▼
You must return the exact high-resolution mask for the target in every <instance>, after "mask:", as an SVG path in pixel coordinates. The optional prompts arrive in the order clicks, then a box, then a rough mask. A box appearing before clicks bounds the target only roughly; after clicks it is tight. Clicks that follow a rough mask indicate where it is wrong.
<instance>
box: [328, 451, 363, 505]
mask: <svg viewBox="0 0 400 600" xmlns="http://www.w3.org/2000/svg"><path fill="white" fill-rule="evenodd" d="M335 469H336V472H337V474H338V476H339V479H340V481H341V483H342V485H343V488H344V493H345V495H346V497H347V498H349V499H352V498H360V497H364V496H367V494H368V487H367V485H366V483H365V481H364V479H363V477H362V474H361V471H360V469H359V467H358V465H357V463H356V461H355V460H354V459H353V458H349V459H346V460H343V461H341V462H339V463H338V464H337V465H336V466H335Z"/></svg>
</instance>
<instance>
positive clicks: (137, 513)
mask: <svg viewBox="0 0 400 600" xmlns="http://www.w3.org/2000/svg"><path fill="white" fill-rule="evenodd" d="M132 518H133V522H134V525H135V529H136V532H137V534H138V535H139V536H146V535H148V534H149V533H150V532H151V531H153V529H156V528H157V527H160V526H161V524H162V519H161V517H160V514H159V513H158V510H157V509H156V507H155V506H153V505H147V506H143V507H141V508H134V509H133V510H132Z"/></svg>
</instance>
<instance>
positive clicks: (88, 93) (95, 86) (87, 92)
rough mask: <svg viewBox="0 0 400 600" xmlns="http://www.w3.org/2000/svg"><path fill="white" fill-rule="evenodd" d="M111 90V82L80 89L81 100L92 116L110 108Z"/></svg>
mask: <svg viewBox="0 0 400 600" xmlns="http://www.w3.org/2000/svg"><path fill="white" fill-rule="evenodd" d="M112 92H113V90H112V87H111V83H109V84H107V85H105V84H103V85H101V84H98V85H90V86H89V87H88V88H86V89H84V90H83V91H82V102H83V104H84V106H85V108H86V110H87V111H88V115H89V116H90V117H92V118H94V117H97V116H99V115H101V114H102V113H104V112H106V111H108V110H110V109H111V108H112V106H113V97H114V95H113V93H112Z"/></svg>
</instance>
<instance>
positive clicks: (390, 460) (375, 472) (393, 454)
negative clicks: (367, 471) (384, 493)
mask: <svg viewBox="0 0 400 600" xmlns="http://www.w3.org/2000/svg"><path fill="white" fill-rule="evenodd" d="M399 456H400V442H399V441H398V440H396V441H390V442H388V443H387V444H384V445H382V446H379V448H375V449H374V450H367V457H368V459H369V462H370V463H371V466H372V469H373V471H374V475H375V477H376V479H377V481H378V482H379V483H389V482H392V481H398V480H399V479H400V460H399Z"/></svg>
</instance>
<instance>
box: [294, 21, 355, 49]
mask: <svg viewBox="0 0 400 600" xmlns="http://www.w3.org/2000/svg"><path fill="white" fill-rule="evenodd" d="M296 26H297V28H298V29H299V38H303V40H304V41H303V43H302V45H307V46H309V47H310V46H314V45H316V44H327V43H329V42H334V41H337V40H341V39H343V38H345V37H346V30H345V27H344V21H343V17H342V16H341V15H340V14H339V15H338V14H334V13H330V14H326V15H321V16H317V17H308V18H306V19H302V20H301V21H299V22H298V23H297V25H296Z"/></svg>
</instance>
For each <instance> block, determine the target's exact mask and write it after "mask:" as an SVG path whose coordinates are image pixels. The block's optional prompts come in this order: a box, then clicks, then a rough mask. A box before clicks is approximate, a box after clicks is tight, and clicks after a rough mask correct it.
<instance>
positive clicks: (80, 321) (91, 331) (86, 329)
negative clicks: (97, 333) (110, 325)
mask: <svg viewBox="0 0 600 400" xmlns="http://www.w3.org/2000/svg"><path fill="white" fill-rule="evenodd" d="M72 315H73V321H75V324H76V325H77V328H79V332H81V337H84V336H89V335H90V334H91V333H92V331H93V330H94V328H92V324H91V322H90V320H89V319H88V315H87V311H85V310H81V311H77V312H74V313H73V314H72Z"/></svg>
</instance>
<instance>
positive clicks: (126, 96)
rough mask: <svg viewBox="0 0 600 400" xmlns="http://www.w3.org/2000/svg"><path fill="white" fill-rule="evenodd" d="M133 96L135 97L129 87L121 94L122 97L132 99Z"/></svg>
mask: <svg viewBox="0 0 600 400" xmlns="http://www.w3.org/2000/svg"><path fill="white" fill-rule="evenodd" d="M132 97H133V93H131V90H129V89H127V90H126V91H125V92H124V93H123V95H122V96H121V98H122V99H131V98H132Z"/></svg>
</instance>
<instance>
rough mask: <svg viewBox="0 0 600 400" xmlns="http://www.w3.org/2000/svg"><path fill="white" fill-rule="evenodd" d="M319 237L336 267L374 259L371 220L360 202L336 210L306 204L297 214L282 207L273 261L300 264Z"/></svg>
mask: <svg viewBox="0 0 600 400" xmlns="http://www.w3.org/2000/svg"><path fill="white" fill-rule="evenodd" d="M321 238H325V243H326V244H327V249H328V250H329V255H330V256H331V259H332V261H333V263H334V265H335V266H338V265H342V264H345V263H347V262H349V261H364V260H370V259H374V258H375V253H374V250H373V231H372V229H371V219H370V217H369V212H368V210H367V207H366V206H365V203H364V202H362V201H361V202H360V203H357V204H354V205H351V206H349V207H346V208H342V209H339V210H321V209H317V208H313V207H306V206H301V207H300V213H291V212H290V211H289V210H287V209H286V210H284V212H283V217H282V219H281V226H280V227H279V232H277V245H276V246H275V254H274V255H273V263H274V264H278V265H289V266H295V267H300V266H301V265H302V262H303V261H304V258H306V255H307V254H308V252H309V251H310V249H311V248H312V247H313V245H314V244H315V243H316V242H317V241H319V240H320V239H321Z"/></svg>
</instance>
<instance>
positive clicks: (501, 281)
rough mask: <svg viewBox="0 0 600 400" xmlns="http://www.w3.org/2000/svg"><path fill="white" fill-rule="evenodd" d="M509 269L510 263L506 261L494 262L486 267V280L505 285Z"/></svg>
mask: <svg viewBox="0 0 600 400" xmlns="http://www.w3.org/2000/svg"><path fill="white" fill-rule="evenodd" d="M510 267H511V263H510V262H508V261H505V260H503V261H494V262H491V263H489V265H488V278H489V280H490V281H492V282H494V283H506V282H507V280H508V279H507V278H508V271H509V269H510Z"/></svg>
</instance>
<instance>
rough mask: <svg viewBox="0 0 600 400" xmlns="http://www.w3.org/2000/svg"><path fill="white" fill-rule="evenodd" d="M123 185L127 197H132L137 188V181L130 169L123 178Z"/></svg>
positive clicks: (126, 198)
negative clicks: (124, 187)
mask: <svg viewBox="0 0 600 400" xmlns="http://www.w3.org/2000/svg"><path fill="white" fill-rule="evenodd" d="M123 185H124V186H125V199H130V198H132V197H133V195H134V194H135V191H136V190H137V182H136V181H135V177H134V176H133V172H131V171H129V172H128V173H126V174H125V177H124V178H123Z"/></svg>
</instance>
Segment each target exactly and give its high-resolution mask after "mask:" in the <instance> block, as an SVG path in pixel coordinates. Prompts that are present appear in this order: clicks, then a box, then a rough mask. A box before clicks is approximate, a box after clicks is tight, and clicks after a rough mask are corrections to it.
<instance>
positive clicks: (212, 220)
▲
What this task involves:
Exact transcription of the records is all that is wanted.

Exercise answer:
You must return the exact high-resolution mask for the target in every <instance>, after "mask:", as an SVG path in pixel coordinates. The optional prompts arrive in the order clicks, then a box, then a rough mask. A box appearing before clicks bounds the target only roughly; after clicks it is tight. Clicks that follow a rough mask indicate where it is wrong.
<instance>
box: [328, 451, 363, 505]
mask: <svg viewBox="0 0 400 600" xmlns="http://www.w3.org/2000/svg"><path fill="white" fill-rule="evenodd" d="M335 469H336V472H337V474H338V476H339V479H340V481H341V483H342V485H343V488H344V493H345V495H346V497H347V498H349V499H352V498H360V497H364V496H367V494H368V487H367V485H366V483H365V481H364V479H363V477H362V474H361V471H360V469H359V467H358V465H357V463H356V461H355V460H354V459H353V458H349V459H346V460H343V461H341V462H339V463H338V464H337V465H336V466H335Z"/></svg>
</instance>
<instance>
positive clicks: (137, 513)
mask: <svg viewBox="0 0 400 600" xmlns="http://www.w3.org/2000/svg"><path fill="white" fill-rule="evenodd" d="M132 518H133V522H134V525H135V529H136V532H137V534H138V535H139V536H146V535H148V534H149V533H150V532H151V531H153V529H156V528H157V527H160V526H161V524H162V519H161V517H160V514H159V513H158V510H157V509H156V507H155V506H153V505H147V506H143V507H141V508H134V509H133V510H132Z"/></svg>
</instance>
<instance>
positive clicks: (88, 93) (95, 86) (87, 92)
rough mask: <svg viewBox="0 0 400 600" xmlns="http://www.w3.org/2000/svg"><path fill="white" fill-rule="evenodd" d="M111 90V82L80 89L81 100L92 116L110 108Z"/></svg>
mask: <svg viewBox="0 0 400 600" xmlns="http://www.w3.org/2000/svg"><path fill="white" fill-rule="evenodd" d="M112 92H113V90H112V87H111V83H109V84H107V85H105V84H103V85H101V84H98V85H90V86H89V87H88V88H86V89H84V90H83V91H82V102H83V104H84V106H85V108H86V110H87V111H88V115H89V116H90V117H92V118H94V117H97V116H99V115H101V114H102V113H104V112H106V111H108V110H110V109H111V108H112V106H113V97H114V95H113V93H112Z"/></svg>
</instance>
<instance>
positive clicks: (390, 460) (375, 472) (393, 454)
negative clicks: (367, 471) (384, 493)
mask: <svg viewBox="0 0 400 600" xmlns="http://www.w3.org/2000/svg"><path fill="white" fill-rule="evenodd" d="M399 456H400V442H399V441H398V440H396V441H390V442H388V443H387V444H384V445H382V446H379V448H375V449H374V450H367V457H368V459H369V462H370V463H371V466H372V469H373V471H374V475H375V477H376V479H377V481H378V482H379V483H389V482H392V481H398V480H399V479H400V460H399Z"/></svg>
</instance>
<instance>
box: [294, 21, 355, 49]
mask: <svg viewBox="0 0 400 600" xmlns="http://www.w3.org/2000/svg"><path fill="white" fill-rule="evenodd" d="M296 26H297V28H298V29H299V38H303V40H304V41H303V43H302V45H307V46H309V47H310V46H314V45H316V44H327V43H329V42H334V41H337V40H341V39H343V38H345V37H346V30H345V27H344V21H343V17H342V16H341V15H340V14H339V15H338V14H334V13H330V14H326V15H321V16H317V17H308V18H306V19H302V20H301V21H299V22H298V23H297V25H296Z"/></svg>
</instance>
For each <instance> block, determine the target's exact mask and write it after "mask:" as an SVG path whose coordinates are image pixels. The block's optional prompts come in this order: a box, then clicks, then a rough mask. A box before clicks is approximate, a box after clicks is tight, and clicks after a rough mask correct it.
<instance>
positive clicks: (80, 321) (91, 331) (86, 329)
negative clicks: (97, 333) (110, 325)
mask: <svg viewBox="0 0 600 400" xmlns="http://www.w3.org/2000/svg"><path fill="white" fill-rule="evenodd" d="M72 315H73V321H75V324H76V325H77V328H79V332H81V337H84V336H89V335H90V334H91V333H92V331H93V330H94V328H92V324H91V322H90V320H89V319H88V315H87V311H85V310H81V311H77V312H74V313H73V314H72Z"/></svg>
</instance>
<instance>
positive clicks: (126, 96)
rough mask: <svg viewBox="0 0 600 400" xmlns="http://www.w3.org/2000/svg"><path fill="white" fill-rule="evenodd" d="M133 96L135 97L129 87L121 94L122 97L132 99Z"/></svg>
mask: <svg viewBox="0 0 600 400" xmlns="http://www.w3.org/2000/svg"><path fill="white" fill-rule="evenodd" d="M132 97H133V93H131V90H129V89H127V90H126V91H125V92H124V93H123V95H122V96H121V98H122V99H131V98H132Z"/></svg>
</instance>
<instance>
rough mask: <svg viewBox="0 0 600 400" xmlns="http://www.w3.org/2000/svg"><path fill="white" fill-rule="evenodd" d="M319 237L336 267L374 259L371 220L360 202L336 210L306 204L297 214L282 207L273 261L300 264Z"/></svg>
mask: <svg viewBox="0 0 600 400" xmlns="http://www.w3.org/2000/svg"><path fill="white" fill-rule="evenodd" d="M321 238H325V243H326V244H327V249H328V250H329V255H330V256H331V259H332V261H333V263H334V265H335V266H338V265H342V264H345V263H347V262H349V261H364V260H370V259H374V258H375V253H374V250H373V231H372V229H371V219H370V217H369V212H368V210H367V207H366V206H365V203H364V202H362V201H361V202H360V203H357V204H354V205H351V206H349V207H346V208H342V209H339V210H321V209H317V208H313V207H306V206H301V207H300V213H291V212H290V211H289V210H287V209H286V210H284V212H283V217H282V219H281V226H280V227H279V232H277V245H276V246H275V254H274V255H273V263H274V264H278V265H289V266H295V267H300V266H301V265H302V262H303V261H304V258H306V255H307V254H308V252H309V251H310V249H311V248H312V247H313V245H314V244H315V243H316V242H317V241H319V240H320V239H321Z"/></svg>
</instance>
<instance>
positive clicks: (501, 281)
rough mask: <svg viewBox="0 0 600 400" xmlns="http://www.w3.org/2000/svg"><path fill="white" fill-rule="evenodd" d="M509 269L510 263L506 261L494 262L486 267V280L505 285Z"/></svg>
mask: <svg viewBox="0 0 600 400" xmlns="http://www.w3.org/2000/svg"><path fill="white" fill-rule="evenodd" d="M510 267H511V263H510V262H508V261H505V260H503V261H494V262H491V263H489V265H488V278H489V280H490V281H492V282H494V283H506V282H507V280H508V279H507V278H508V271H509V269H510Z"/></svg>
</instance>
<instance>
rough mask: <svg viewBox="0 0 600 400" xmlns="http://www.w3.org/2000/svg"><path fill="white" fill-rule="evenodd" d="M123 185L127 197H132L137 188V181L130 169L123 178Z"/></svg>
positive clicks: (126, 198)
negative clicks: (124, 187)
mask: <svg viewBox="0 0 600 400" xmlns="http://www.w3.org/2000/svg"><path fill="white" fill-rule="evenodd" d="M123 185H124V186H125V199H130V198H132V197H133V195H134V194H135V191H136V190H137V182H136V181H135V177H134V176H133V172H131V171H129V172H128V173H126V174H125V177H124V178H123Z"/></svg>
</instance>
Segment each target exactly and give its high-resolution mask after "mask:" in the <instance> block, as an SVG path in pixel coordinates. Prompts that are present appear in this order: clicks, then a box, then a rough mask. A box before clicks is approximate, a box after clicks is tight, and clicks after a rough mask are corrections to it.
<instance>
positive clicks: (212, 220)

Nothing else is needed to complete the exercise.